## EXERCISE INSTRUCTIONS
Transcribe all of the data below word for word, keeping every line unchanged.

── TASK MATERIAL

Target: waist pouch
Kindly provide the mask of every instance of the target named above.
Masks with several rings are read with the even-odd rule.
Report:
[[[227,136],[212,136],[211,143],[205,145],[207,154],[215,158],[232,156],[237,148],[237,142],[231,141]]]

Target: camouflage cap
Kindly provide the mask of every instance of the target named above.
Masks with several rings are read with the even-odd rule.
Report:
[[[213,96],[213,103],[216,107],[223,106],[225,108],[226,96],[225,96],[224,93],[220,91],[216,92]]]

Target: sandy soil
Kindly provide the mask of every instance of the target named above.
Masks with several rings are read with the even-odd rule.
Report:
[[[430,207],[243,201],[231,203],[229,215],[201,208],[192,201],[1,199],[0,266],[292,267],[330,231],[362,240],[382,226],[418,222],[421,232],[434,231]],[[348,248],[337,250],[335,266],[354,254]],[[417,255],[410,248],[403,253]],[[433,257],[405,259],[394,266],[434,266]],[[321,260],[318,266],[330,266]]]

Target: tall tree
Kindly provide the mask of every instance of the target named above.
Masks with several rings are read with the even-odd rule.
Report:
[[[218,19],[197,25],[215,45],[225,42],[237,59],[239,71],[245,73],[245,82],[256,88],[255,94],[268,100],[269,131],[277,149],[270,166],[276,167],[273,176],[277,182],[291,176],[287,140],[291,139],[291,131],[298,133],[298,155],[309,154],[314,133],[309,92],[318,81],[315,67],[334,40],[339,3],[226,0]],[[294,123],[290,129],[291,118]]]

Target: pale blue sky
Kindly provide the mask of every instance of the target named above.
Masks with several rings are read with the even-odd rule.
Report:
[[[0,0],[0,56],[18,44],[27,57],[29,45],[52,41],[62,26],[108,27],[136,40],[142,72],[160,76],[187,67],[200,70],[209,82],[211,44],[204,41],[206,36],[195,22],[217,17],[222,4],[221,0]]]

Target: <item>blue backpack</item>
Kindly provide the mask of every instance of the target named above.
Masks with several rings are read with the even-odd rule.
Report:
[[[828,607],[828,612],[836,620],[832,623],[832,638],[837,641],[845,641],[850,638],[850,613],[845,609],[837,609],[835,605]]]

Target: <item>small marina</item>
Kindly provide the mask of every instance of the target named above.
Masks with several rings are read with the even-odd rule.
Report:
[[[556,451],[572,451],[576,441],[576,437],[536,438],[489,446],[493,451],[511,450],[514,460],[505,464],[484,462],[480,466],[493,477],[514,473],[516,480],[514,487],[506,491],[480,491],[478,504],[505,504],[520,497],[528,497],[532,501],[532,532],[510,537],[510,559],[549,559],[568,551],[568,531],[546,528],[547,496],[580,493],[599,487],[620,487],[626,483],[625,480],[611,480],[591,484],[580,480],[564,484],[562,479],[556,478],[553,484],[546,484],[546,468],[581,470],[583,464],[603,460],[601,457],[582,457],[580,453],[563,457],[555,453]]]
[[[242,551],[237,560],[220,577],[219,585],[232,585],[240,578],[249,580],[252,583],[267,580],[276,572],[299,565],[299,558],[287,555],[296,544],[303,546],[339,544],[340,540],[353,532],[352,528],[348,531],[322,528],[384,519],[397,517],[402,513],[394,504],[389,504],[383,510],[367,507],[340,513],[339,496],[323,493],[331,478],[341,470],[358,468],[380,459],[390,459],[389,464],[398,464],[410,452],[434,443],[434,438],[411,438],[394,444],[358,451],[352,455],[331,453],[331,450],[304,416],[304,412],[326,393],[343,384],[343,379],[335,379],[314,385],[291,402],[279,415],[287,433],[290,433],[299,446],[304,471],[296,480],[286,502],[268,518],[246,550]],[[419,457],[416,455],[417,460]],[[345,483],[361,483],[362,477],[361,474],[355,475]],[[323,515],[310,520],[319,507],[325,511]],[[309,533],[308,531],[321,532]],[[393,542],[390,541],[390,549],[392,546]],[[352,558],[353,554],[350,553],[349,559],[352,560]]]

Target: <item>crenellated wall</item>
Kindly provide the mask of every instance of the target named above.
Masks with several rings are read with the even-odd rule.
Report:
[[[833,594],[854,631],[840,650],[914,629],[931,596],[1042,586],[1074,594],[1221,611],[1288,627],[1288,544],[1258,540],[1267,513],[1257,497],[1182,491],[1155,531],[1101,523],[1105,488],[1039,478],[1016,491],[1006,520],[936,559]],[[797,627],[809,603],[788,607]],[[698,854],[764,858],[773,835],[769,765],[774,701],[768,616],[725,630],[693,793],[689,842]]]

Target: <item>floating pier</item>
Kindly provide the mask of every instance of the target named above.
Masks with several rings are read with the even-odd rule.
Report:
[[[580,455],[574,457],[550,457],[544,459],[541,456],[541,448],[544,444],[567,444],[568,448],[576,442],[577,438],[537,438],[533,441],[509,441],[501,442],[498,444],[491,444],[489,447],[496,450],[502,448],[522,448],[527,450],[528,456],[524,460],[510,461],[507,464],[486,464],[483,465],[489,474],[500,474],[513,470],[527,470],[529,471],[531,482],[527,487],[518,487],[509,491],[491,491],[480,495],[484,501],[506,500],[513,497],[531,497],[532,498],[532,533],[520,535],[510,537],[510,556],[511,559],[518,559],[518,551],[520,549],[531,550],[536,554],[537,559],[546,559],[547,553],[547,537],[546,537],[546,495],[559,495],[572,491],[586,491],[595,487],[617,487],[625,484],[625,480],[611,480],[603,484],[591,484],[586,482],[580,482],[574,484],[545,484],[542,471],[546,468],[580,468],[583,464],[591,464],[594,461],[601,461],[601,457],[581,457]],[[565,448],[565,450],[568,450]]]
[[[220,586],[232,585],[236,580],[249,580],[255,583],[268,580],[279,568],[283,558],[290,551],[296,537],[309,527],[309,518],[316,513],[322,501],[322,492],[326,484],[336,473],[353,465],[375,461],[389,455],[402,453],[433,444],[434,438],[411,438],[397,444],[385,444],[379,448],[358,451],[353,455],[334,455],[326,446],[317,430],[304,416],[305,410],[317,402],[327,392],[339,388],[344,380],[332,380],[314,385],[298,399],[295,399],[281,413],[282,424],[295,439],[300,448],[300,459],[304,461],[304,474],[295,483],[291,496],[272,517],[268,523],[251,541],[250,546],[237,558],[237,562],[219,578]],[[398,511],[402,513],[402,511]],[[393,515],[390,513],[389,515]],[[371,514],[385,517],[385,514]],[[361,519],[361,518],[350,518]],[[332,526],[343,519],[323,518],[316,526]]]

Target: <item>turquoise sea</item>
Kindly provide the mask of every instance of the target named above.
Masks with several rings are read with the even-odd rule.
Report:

────

## OUTPUT OF THE TASK
Target: waist pouch
Kindly provide the mask of every instance of the target named above.
Masks with several rings are read with the even-odd rule.
Report:
[[[227,136],[212,136],[211,143],[205,145],[207,154],[215,158],[232,156],[237,148],[237,142],[231,141]]]

Target: camouflage cap
Kindly provide the mask of every instance of the target named above.
Masks with several rings are read with the even-odd rule.
Report:
[[[213,96],[213,103],[216,107],[223,106],[225,108],[226,96],[225,96],[224,93],[220,91],[216,92]]]

Target: sandy soil
Kindly provide the mask of every instance of the target named above.
Masks with several rings are read with the even-odd rule.
Report:
[[[430,207],[243,201],[231,203],[229,215],[201,208],[192,201],[1,199],[0,266],[292,267],[330,231],[362,240],[382,226],[418,222],[421,232],[434,231]],[[348,248],[337,250],[335,266],[354,254]],[[417,255],[410,248],[403,253]],[[433,257],[405,259],[394,266],[434,266]],[[321,260],[318,266],[330,266]]]

Target: tall tree
Kindly provide the mask of every instance of the target named above.
Masks with several rings are read with the even-odd rule.
Report:
[[[218,19],[197,25],[215,45],[225,42],[237,59],[239,71],[245,73],[245,82],[256,88],[255,94],[268,100],[269,131],[277,149],[270,166],[276,167],[273,176],[277,182],[291,176],[287,140],[291,139],[291,131],[298,133],[298,155],[309,154],[314,133],[309,92],[318,81],[315,67],[334,40],[339,3],[226,0]],[[294,123],[290,129],[291,118]]]

Target: pale blue sky
Kindly provide the mask of every instance of the target named above.
Masks with several rings are read with the even-odd rule.
Report:
[[[0,0],[0,56],[18,44],[27,57],[29,45],[52,41],[62,26],[108,27],[136,40],[142,72],[160,76],[187,67],[200,70],[209,82],[211,44],[204,41],[206,36],[195,22],[217,17],[222,4],[221,0]]]

Target: <item>blue backpack</item>
Kindly provide the mask of every instance of the target named above.
Masks with several rings are read with the even-odd rule.
Report:
[[[828,607],[828,612],[836,620],[832,623],[832,638],[837,641],[845,641],[850,638],[850,613],[845,609],[837,609],[835,605]]]

Target: <item>small marina</item>
Kindly provide the mask of every instance of the target named above.
Masks with several rings are read with the even-odd rule.
Report:
[[[556,451],[572,451],[576,441],[576,437],[536,438],[489,446],[493,451],[511,450],[514,460],[505,464],[484,462],[480,466],[493,477],[514,473],[516,480],[514,487],[506,491],[480,491],[478,504],[505,504],[520,497],[528,497],[532,501],[532,532],[510,537],[510,559],[549,559],[568,551],[568,531],[546,528],[547,496],[580,493],[599,487],[620,487],[626,483],[625,480],[611,480],[591,484],[580,480],[564,484],[562,479],[556,478],[553,484],[546,484],[546,468],[581,470],[583,464],[603,460],[601,457],[582,457],[580,453],[563,457],[555,453]]]
[[[242,551],[237,560],[220,577],[219,585],[232,585],[240,578],[249,580],[252,583],[267,580],[276,572],[299,565],[299,558],[287,555],[296,544],[303,546],[339,544],[340,540],[353,532],[352,528],[348,531],[322,528],[384,519],[397,517],[402,513],[394,504],[389,504],[383,510],[367,507],[340,513],[339,496],[323,493],[331,478],[341,470],[358,468],[380,459],[390,459],[389,464],[398,464],[410,452],[434,443],[434,438],[411,438],[394,444],[358,451],[352,455],[331,453],[331,450],[304,416],[304,412],[326,393],[343,384],[343,379],[335,379],[314,385],[291,402],[279,415],[287,433],[290,433],[299,446],[304,471],[296,480],[286,502],[268,518],[246,550]],[[419,457],[416,455],[417,460]],[[345,483],[361,483],[362,477],[361,474],[355,475]],[[323,515],[310,520],[319,507],[325,511]],[[309,533],[308,531],[321,532]],[[393,542],[390,541],[390,549],[392,546]],[[352,558],[353,554],[350,553],[349,559],[352,560]]]

Target: <item>crenellated wall</item>
Kindly provide the mask of every instance of the target named above.
Masks with several rings are read with the even-odd rule.
Report:
[[[833,594],[854,631],[840,650],[914,629],[931,596],[1042,586],[1074,594],[1221,611],[1288,627],[1288,544],[1258,540],[1267,513],[1257,497],[1182,491],[1155,531],[1101,523],[1105,488],[1039,478],[1016,491],[1006,520],[936,559]],[[797,627],[809,603],[788,607]],[[698,854],[764,858],[773,835],[769,765],[774,701],[768,616],[725,630],[693,793],[689,842]]]

Target: <item>floating pier</item>
Kindly provide the mask of every instance of the target named above.
Masks with several rings are read with the even-odd rule.
Report:
[[[580,455],[574,457],[550,457],[544,459],[541,456],[541,448],[544,444],[567,444],[568,448],[576,442],[577,438],[537,438],[533,441],[509,441],[501,442],[498,444],[491,444],[489,447],[496,450],[502,448],[522,448],[527,450],[528,456],[524,460],[510,461],[507,464],[486,464],[483,465],[489,474],[500,474],[513,470],[527,470],[529,471],[531,482],[527,487],[518,487],[509,491],[491,491],[480,495],[484,501],[506,500],[513,497],[531,497],[532,498],[532,533],[520,535],[510,537],[510,556],[511,559],[518,559],[518,551],[520,549],[531,550],[536,554],[537,559],[546,559],[547,553],[547,537],[546,537],[546,495],[559,495],[572,491],[586,491],[595,487],[617,487],[625,484],[625,480],[611,480],[603,484],[591,484],[586,482],[580,482],[574,484],[545,484],[542,471],[546,468],[580,468],[583,464],[591,464],[594,461],[601,461],[601,457],[581,457]],[[565,448],[565,450],[568,450]]]
[[[220,586],[232,585],[236,580],[249,580],[255,583],[268,580],[279,568],[283,558],[290,551],[296,537],[309,527],[309,518],[316,513],[322,501],[322,492],[326,484],[336,473],[353,465],[375,461],[389,455],[402,453],[433,444],[434,438],[411,438],[397,444],[385,444],[379,448],[358,451],[353,455],[334,455],[326,446],[317,430],[304,416],[305,410],[317,402],[327,392],[339,388],[344,380],[332,380],[314,385],[298,399],[295,399],[281,413],[282,424],[295,439],[300,448],[300,459],[304,461],[304,474],[295,483],[291,496],[272,517],[268,523],[251,541],[250,546],[237,558],[237,562],[219,578]],[[398,511],[402,513],[402,511]],[[393,515],[390,513],[389,515]],[[371,514],[385,517],[385,514]],[[361,519],[361,518],[350,518]],[[332,526],[343,519],[323,518],[316,526]]]

Target: <item>turquoise sea</item>
Kindly provide the mask of every instance of the target named above.
Masks with several rings are read with the even-odd rule.
Report:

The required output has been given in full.